EXERCICES À FAIRE »
(1) Relevez tous les poissons nommés dans le passage donné comme vivant dans les lacs d'eau douce.
(2) Recopiez un extrait du passage donné : commencez aux mots qui contiennent « Près d’une métairie » et arrêtez-vous après « un quart d’heure. ».

PASSAGE DONNÉ »
Toutes les rivières et tous les torrens qui descendent des montagnes dans le pays plat sont fort poissonneux. La mer forme aussi de grands golfes, très-favorables et très-propres à la pêche. Il y a encore plusieurs lacs d’eau douce, qui ont jusqu’à douze lieues de circonférence ; et d’autres plus petits, qui nourrissent aussi de très-bons poissons, tels que des saumons, des truites de plusieurs espèces, des anguilles, etc.

Les mêmes poissons, dit Horrebow, se trouvent aussi dans quelques eaux chaudes, qui coulent directement dans les rivières ; ce qui prouve que ces eaux n’ont aucune qualité sulfureuse ou minérale.

On distingue en Islande trois sortes d’eaux chaudes, appelées généralement huerer. Quelques-unes, d’une chaleur médiocre, ne la doivent qu’à leur passage sur un terrain échauffé ; d’autres forment des fontaines, dont le bassin est plus ou moins grand, et dans lequel l’eau bout comme si elle était sur un grand feu. Enfin il y en a qui, bouillant avec violence, lancent leurs eaux en l’air, les unes continuellement et sans régularité, les autres périodiquement et dans un ordre continuel.

De cette dernière espèce est une source chaude, qui se trouve dans le canton du nord. Elle a des singularités dignes de l’attention des physiciens, et que Horrehow fait connaître.

Près d’une métairie appelée Reykum, sont situées trois sources d’eau chaude, éloignées l’une de l’autre d’environ trente toises ; l’eau, dans chacune, bouillonne et s’élance alternativement ; c’est-à-dire, lorsque la fontaine qui est à une extrémité a jeté de l’eau, celle du milieu en jette à son tour, puis celle qui se trouve de l’autre côté : la première ensuite recommence à bouillonner, et à jeter de l’eau de la même manière, ce qui continue toujours successivement, dans le même ordre, et si régulièrement, que chaque source jette de l’eau environ trois fois dans un quart d’heure.

Ces trois fontaines ne sont point sur une montagne, mais dans une plaine d’assez grande étendue, à quinze ou dix-huit lieues du mont Krafle. Le terrain où elles sont situées est de pure roche. L’eau de deux de ces sources, dont l’ouverture est apparente, perce à travers des pierres et des crevasses. Elles ne lancent leurs eaux qu’environ à la hauteur de deux pieds au-dessus de terre. La troisième a une ouverture pratiquée dans une roche fort dure, et si exactement arrondie, qu’on la croirait un ouvrage de l’art ; ce qui lui donne beaucoup de ressemblance avec une chaudière de brasseur. Lorsque cette fontaine a bouillonné, elle lance l’eau à dix ou douze pieds de hauteur, et, retombant ensuite dans l’ouverture, elle s’enfonce de quatre pieds. On peut alors s’en approcher pour la considérer à son aise ; mais il faut se retirer avant que l’eau remonte, et l’on en est averti par trois bouillonnemens. Le premier élève l’eau à la moitié de la distance qui est entre la surface et l’ouverture ; par le second, elle monte jusqu’à l’ouverture même ; le troisième forme un jet de la hauteur marquée ci-dessus, et retombe aussitôt, comme on a dit, à quatre pieds au-dessous du niveau de l’ouverture. Pendant que l’eau de cette source reprend son état naturel, la fontaine, de l’autre côté, jette de l’eau puis celle du milieu, et ainsi de suite, dans un ordre constant et alternatif.

LIGNES »
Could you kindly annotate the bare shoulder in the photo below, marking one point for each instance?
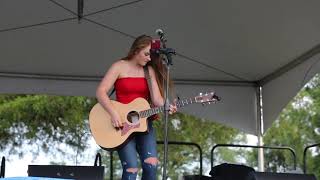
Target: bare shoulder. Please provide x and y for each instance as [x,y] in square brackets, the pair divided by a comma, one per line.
[151,70]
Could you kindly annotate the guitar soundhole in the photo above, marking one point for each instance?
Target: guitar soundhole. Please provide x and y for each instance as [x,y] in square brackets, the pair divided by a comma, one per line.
[133,117]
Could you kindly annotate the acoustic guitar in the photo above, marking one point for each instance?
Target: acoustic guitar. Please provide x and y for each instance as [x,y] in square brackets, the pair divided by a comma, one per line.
[134,118]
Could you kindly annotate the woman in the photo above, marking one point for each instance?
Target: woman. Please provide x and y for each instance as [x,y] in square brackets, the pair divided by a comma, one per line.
[128,77]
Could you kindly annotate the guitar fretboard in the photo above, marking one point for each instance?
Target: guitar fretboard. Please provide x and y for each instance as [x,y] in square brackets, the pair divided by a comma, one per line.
[153,111]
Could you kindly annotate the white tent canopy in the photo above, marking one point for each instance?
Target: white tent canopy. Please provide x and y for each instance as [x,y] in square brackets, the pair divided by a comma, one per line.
[231,47]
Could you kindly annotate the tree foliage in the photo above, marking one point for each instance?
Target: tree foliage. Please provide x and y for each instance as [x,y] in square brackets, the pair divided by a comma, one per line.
[46,122]
[43,121]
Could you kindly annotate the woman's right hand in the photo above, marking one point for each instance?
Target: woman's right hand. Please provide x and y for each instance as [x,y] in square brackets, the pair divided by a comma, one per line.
[116,120]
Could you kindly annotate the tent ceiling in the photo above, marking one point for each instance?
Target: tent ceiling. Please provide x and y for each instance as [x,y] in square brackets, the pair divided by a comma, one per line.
[43,46]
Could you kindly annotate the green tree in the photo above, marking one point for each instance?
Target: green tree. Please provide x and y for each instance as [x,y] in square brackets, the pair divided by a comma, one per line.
[184,160]
[49,121]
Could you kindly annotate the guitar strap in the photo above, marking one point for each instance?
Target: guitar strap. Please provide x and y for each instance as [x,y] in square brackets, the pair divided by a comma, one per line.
[147,76]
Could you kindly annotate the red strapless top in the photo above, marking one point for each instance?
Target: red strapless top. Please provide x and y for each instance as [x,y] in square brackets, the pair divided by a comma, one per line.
[130,88]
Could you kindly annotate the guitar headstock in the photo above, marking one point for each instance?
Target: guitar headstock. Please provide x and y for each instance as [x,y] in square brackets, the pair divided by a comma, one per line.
[207,98]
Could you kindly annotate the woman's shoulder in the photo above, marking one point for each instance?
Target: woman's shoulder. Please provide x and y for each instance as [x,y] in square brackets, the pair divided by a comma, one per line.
[119,64]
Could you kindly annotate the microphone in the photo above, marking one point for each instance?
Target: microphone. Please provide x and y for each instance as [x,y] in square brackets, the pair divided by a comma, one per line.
[159,32]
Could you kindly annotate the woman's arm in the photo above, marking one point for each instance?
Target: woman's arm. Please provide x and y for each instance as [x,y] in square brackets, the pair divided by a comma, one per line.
[101,93]
[156,96]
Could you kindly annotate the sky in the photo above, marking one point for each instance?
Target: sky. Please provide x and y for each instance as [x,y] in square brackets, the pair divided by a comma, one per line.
[17,167]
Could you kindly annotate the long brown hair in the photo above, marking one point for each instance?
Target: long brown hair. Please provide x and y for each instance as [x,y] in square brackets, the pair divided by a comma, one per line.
[156,61]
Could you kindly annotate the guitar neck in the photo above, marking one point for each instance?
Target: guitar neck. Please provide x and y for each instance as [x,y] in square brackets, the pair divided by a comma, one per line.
[156,110]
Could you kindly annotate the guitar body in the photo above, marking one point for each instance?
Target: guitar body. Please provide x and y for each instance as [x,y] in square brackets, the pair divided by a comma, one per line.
[102,129]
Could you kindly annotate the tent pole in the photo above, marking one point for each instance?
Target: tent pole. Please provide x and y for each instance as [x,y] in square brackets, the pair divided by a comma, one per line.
[260,129]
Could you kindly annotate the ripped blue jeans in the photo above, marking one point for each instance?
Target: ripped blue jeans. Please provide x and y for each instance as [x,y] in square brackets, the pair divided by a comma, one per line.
[145,145]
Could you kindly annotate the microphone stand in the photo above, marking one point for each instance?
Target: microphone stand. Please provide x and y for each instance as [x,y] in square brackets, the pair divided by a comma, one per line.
[168,61]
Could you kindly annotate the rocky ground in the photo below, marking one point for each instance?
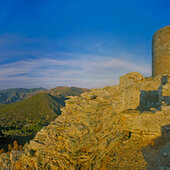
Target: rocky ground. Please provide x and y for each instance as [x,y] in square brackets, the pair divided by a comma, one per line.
[121,127]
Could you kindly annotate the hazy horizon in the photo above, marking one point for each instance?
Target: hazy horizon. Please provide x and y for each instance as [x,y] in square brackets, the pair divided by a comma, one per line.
[87,44]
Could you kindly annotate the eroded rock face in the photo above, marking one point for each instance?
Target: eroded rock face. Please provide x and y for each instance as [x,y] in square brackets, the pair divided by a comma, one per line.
[109,128]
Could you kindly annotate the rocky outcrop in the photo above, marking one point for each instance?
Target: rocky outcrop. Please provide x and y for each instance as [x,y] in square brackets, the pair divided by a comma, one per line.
[110,128]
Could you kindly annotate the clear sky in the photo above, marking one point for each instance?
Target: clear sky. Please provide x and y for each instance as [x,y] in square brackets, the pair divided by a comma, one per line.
[83,43]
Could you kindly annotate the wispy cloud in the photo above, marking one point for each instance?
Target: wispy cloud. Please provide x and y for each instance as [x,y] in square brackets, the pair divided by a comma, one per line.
[86,71]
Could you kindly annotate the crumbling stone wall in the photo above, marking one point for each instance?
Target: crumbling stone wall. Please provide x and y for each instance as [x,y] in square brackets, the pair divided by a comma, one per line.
[161,52]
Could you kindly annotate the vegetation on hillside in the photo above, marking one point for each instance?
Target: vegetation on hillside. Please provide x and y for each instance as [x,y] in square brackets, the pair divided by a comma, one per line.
[8,96]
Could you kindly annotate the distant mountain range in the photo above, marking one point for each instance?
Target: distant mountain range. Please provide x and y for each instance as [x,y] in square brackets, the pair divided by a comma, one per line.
[8,96]
[25,111]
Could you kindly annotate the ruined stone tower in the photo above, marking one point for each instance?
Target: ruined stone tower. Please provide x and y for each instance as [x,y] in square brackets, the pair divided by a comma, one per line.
[161,52]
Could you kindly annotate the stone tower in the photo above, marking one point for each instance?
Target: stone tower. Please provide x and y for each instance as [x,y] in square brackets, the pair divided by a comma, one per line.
[161,52]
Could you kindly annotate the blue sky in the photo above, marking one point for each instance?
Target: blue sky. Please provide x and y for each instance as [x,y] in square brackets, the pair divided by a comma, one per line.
[84,43]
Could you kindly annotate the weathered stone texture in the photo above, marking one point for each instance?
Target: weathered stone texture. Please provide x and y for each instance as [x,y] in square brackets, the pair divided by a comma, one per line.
[107,128]
[161,52]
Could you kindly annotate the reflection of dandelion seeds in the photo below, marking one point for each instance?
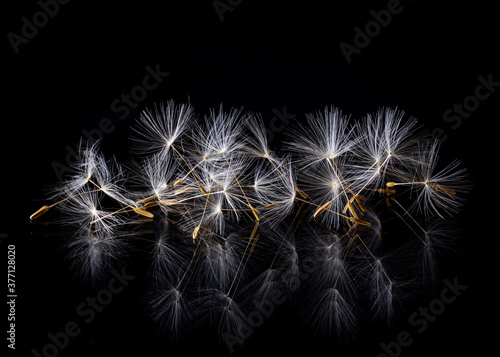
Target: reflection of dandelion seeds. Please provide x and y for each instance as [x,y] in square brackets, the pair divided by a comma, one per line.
[228,225]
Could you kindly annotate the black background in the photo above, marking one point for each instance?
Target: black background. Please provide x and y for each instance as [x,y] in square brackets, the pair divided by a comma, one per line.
[262,56]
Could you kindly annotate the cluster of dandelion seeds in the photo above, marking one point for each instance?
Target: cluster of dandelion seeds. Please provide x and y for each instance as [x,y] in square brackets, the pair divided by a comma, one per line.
[227,223]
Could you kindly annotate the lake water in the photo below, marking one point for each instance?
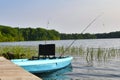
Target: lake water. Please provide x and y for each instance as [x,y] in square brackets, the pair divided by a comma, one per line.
[105,67]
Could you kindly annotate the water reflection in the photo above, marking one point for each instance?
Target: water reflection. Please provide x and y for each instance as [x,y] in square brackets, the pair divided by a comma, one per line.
[56,75]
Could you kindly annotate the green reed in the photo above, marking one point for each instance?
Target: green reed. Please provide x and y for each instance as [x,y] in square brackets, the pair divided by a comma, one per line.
[90,54]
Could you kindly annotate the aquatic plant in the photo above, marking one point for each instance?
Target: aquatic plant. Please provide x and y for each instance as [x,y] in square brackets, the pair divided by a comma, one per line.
[18,51]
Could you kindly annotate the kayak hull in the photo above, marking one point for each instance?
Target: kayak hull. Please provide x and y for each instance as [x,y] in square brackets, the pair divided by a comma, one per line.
[43,65]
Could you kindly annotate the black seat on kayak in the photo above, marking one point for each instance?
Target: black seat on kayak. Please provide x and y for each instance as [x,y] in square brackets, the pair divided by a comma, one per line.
[46,50]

RÉPONSES ATTENDUES »
(1) saumons, truites, anguilles

(2)
Près d’une métairie appelée Reykum, sont situées trois sources d’eau chaude, éloignées l’une de l’autre d’environ trente toises ; l’eau, dans chacune, bouillonne et s’élance alternativement ; c’est-à-dire, lorsque la fontaine qui est à une extrémité a jeté de l’eau, celle du milieu en jette à son tour, puis celle qui se trouve de l’autre côté : la première ensuite recommence à bouillonner, et à jeter de l’eau de la même manière, ce qui continue toujours successivement, dans le même ordre, et si régulièrement, que chaque source jette de l’eau environ trois fois dans un quart d’heure.